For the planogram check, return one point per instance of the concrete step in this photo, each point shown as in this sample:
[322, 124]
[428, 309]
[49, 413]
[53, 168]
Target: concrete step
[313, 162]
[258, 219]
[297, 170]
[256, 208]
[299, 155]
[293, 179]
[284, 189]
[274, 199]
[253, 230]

**Task directions:**
Copy the records above line for line, with every word and number unchanged.

**The completed task:**
For the planogram check, return one point per instance of the concrete step in this photo, each point shown as in this sample:
[322, 124]
[428, 309]
[49, 413]
[53, 168]
Target: concrete step
[313, 162]
[258, 219]
[297, 170]
[256, 208]
[299, 155]
[293, 179]
[284, 189]
[274, 199]
[253, 230]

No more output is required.